### What is needed
Reproduce the whole listing, keeping each word unchanged.

### Given data

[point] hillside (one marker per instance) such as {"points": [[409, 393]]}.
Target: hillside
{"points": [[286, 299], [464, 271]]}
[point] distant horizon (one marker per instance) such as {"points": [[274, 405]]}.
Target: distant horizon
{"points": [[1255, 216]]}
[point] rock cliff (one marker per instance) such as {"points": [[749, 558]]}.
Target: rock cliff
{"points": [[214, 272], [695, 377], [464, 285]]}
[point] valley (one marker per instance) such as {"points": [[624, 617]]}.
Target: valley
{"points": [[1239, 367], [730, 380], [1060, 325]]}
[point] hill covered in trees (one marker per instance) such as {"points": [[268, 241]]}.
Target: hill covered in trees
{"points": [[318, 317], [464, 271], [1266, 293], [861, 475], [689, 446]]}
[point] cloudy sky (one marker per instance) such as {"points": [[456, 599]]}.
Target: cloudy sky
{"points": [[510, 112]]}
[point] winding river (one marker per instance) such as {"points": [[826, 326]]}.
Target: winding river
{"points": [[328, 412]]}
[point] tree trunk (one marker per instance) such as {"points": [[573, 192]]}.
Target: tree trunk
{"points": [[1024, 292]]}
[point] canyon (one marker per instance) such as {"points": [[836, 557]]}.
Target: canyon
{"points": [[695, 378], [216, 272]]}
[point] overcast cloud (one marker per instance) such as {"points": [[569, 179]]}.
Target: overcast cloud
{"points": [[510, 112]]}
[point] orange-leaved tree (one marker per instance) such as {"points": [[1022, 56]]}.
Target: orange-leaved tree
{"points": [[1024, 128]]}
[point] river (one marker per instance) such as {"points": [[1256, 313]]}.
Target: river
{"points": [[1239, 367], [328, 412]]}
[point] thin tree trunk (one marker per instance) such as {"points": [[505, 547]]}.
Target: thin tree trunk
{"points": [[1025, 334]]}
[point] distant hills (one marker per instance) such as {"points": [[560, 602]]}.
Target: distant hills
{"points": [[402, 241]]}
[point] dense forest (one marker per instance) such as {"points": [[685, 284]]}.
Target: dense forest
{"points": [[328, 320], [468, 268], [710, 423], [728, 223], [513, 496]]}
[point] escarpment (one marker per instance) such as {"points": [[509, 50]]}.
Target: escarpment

### Task answer
[point] hillside (one marker per instance) such as {"points": [[409, 393]]}.
Target: hillside
{"points": [[286, 299], [464, 271]]}
[point] distant horizon (one marker per instance) such as {"points": [[274, 405]]}.
Target: distant horizon
{"points": [[1255, 216]]}
[point] rock cliff (one marker per instance) such as {"points": [[749, 558]]}.
Target: rock cliff
{"points": [[214, 272], [695, 377], [464, 285]]}
[point] valley (one marker per instance) such as {"points": [[624, 617]]}.
Target: valley
{"points": [[1239, 367], [730, 380], [1060, 325]]}
[point] hill covered in trees (one marker per instance) such as {"points": [[268, 241]]}.
Target: hill covered in trees
{"points": [[318, 317], [464, 271], [1266, 293], [861, 475], [689, 446]]}
[point] cloudy sky (one marker per instance) such as {"points": [[456, 599]]}.
Target: cloudy sky
{"points": [[510, 112]]}
[point] winding river (one marker per instance) such as {"points": [[826, 326]]}.
Target: winding river
{"points": [[328, 412]]}
[point] tree trunk (one marker per instance) such as {"points": [[573, 192]]}.
Target: tree trunk
{"points": [[1024, 292]]}
[point] canyon (one marker per instance) such as {"points": [[836, 557]]}.
Target: canyon
{"points": [[695, 378], [216, 272]]}
[point] overcast cloud (one marker per instance) such as {"points": [[569, 179]]}.
Target: overcast cloud
{"points": [[510, 112]]}
[point] orange-leaved tree (one marker per instance) such as {"points": [[1022, 56]]}.
Target: orange-leaved tree
{"points": [[1024, 128]]}
[point] river (one marker per instance) such as {"points": [[1256, 313]]}.
Target: river
{"points": [[1239, 367], [328, 412]]}
[point] thin tree trunk (one marker per instance) such as {"points": [[505, 547]]}.
Target: thin tree trunk
{"points": [[1025, 334]]}
[point] distant hills (one marker per instance) such as {"points": [[560, 602]]}.
Target: distant hills
{"points": [[402, 241]]}
[point] dense forest (one marker per instance) such as {"points": [[685, 284]]}.
Target: dense forest
{"points": [[328, 320], [468, 268], [710, 423], [728, 223], [513, 496]]}
[point] escarpment (one marker per instance) such as {"points": [[509, 50]]}.
Target: escarpment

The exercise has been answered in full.